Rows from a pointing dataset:
START

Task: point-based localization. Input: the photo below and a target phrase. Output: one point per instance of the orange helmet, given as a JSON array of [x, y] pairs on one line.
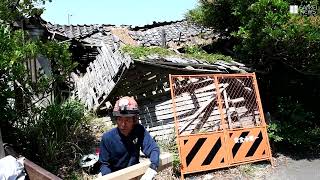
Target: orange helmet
[[126, 106]]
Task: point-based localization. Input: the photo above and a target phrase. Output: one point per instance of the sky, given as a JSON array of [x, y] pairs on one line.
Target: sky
[[116, 12]]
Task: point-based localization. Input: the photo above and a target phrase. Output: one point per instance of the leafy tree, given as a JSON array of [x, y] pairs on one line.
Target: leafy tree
[[266, 31], [287, 47], [43, 133]]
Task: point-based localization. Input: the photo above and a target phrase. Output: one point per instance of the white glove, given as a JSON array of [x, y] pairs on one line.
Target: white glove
[[149, 174]]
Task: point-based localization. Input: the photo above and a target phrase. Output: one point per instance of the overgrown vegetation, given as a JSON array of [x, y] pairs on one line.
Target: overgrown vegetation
[[191, 52], [33, 117], [282, 45], [294, 125]]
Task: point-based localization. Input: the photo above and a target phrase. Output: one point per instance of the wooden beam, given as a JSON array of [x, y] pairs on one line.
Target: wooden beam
[[138, 169], [36, 172]]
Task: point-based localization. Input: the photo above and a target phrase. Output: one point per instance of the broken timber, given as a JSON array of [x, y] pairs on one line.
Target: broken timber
[[138, 170]]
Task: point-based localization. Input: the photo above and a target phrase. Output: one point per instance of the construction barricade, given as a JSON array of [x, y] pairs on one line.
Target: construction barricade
[[219, 121]]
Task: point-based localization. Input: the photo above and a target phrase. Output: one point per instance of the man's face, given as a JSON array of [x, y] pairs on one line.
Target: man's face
[[125, 124]]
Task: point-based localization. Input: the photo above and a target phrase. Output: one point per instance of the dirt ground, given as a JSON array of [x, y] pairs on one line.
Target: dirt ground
[[285, 168]]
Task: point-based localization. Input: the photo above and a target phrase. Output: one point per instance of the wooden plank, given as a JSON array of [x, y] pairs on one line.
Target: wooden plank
[[36, 172], [138, 169], [2, 154], [110, 56], [195, 115], [107, 59], [225, 97]]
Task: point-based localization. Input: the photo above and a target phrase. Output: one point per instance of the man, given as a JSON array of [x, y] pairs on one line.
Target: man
[[120, 147]]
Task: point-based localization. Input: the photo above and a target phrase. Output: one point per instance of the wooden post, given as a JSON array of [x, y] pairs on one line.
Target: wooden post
[[163, 38], [1, 146]]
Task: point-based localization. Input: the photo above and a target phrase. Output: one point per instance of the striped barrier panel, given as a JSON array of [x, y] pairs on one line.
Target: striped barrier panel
[[223, 123]]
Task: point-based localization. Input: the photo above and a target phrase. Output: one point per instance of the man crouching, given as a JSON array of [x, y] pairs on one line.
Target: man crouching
[[120, 146]]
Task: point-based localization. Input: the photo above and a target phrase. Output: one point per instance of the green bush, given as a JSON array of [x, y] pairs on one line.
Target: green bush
[[293, 124], [192, 52], [54, 134]]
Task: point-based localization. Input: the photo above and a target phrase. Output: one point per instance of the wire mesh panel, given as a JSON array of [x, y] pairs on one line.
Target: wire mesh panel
[[240, 102], [219, 121]]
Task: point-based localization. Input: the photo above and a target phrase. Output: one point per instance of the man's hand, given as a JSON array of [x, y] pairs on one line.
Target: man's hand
[[149, 174]]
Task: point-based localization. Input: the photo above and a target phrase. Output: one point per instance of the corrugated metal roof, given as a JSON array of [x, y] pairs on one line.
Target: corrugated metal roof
[[177, 32]]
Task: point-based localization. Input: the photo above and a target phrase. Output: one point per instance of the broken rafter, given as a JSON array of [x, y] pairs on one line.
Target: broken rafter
[[138, 169]]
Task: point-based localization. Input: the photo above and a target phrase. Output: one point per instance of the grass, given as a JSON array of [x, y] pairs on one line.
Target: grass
[[192, 52]]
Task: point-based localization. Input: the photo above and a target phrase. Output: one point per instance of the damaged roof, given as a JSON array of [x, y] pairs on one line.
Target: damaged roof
[[176, 33]]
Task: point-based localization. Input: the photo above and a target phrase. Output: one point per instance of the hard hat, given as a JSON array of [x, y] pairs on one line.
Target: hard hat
[[126, 107]]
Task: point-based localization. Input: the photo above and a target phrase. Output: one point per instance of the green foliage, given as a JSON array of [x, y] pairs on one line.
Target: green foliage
[[140, 52], [196, 52], [265, 30], [294, 125], [217, 14], [41, 130], [192, 52], [55, 132]]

END

Reproduce every row above verbatim, omitting the pictures.

PROBLEM SOLUTION:
Task: point-based localization. Input: the photo below and a target phrase. Output: one point per instance of the orange helmet, given as a JSON array of [x, y] pairs on one line.
Target: orange helmet
[[126, 106]]
Task: point-based localization. Input: the photo above and a target phrase. Output: one point per instance of the sky, given as a JSON array of [x, y] pairs on one line.
Target: sky
[[116, 12]]
Task: point-based localization. Input: the photo above and a target phrase. Output: one point per instance of the leafy tree, given as a JSON array of [x, y] pairs on one line.
Target: leafy tree
[[266, 31], [287, 47], [43, 133]]
Task: point-based localization. Input: the photo above and a target phrase. Output: one point per instance of the white glove, given as a JSON array of [x, y] pairs on one line.
Target: white glove
[[149, 174]]
Task: point-based localization. Input: the photo above and a target phrase. Output: one point per instance of the overgrown vegetation, given as a JSON array of [x, y] pairs on one line.
Target: overgrown vegetation
[[191, 52], [33, 117], [282, 45], [294, 125]]
Task: point-based localization. Input: the photo above and a target phrase. Output: one point per instance of the wooden beam, given as a JSON array of [x, y] pairs on one line.
Target: wooden beam
[[138, 169], [36, 172]]
Task: point-based localization. Input: the photo above and a target phrase. Output: one point per instance of the broken timber, given as a JSON array of [x, y] pairs on one line.
Target: broken timber
[[138, 170]]
Task: point-based localization. Input: the photo above and a target phrase. Output: one point per instance of the construction barricade, given as a JSON array of [x, y] pairs on one line.
Target: construction barricade
[[219, 121]]
Task: point-based localization. Input: the photo above and a target phrase. Output: one point per instance of the man's face, given as a JSON array of [x, y] pairs on one line.
Target: man's face
[[125, 124]]
Task: point-based localization. Input: the photo above and a target phrase. Output: one point per instance of the dirt ground, given as a JSON array of [x, y] pairs on one line.
Target: dirt ground
[[285, 168]]
Task: point-based localization. Input: the photo above and a target phrase. Output: one point per instance of the wooden plank, given as a JSON array of [x, y] pairs on one line.
Target: wooden plank
[[36, 172], [138, 169], [2, 154], [110, 56], [195, 115], [107, 59], [225, 97]]
Task: point-based localization. Input: the photo above and a target phrase. Output: one point per instance of the man, given as a JSON array of [x, y] pairs on one line.
Target: man
[[120, 147]]
Task: point-based localization. Input: the photo above and a target phrase. Output: one point per instance of the wooden post, given as a JSON array of [x, y] pairs on one line.
Target: wooden post
[[163, 38], [1, 146]]
Task: point-based localization. Input: the photo above and a target phrase. Output: one point per instance of the striped barrier panel, given as a JSON array of [x, y] pairs on one line.
Target: striped barrier panel
[[223, 123]]
Task: point-based localization. Input: the photo above and a target phrase. Output: one point per instance of the man crouching, given as a JSON array of [x, y] pairs on one line.
Target: man crouching
[[120, 146]]
Task: point-based localization. Input: the photo above and a target phrase. Output: one point per instance of the green bush, given as a JSON array of [x, y] pairs on one line.
Target: green bush
[[293, 124], [192, 52], [54, 134]]
Task: point-based localization. Input: the photo above and a target phrase. Output: one point per instance of the wire mesh panel, given as a JSON array of [x, y] pairs on one line.
Target: wire mesh panel
[[240, 102], [219, 121]]
Task: point-based localization. Input: the photo above and a target phrase. Output: one point per instance of the man's hand, given as a JSON array of [x, y] pairs on one line.
Target: man's hand
[[149, 174]]
Task: point-based localization. Input: the photo above and a target phrase. Output: one point per instance of the corrugated metal roof, given as a JSON array of [x, y] pairs on one line.
Target: corrugated metal roof
[[177, 32]]
Task: point-based localization. Input: the photo above and a target phrase. Output: one point per instance of the broken rafter, given as a JSON array of [x, y] pairs on one line.
Target: broken rafter
[[138, 169]]
Task: point-based localization. Input: the photo above and a target phrase. Output: one point per instance of the grass, given as a JSON array of [x, y] pairs on one line.
Target: grass
[[192, 52]]
Task: point-based localization. Input: the photo above and a target phrase. Output: one point per instance of the damaged roof, given as a JSON array of [x, y] pairs on one line.
Target: damaged roof
[[176, 33]]
Task: point-based localization. Input: the photo above and a target phrase. Output: one point per instance of the hard hat, given as a JSON array of [x, y] pairs on one line.
Target: hard hat
[[126, 107]]
Task: point-based localization. Input: the photo above and a target phrase. Output: one point per instance of the green foliage, given as a JSON array of [x, y] pairs on one line.
Target: green foliage
[[140, 52], [196, 52], [265, 30], [294, 125], [217, 14], [41, 130], [192, 52], [55, 132]]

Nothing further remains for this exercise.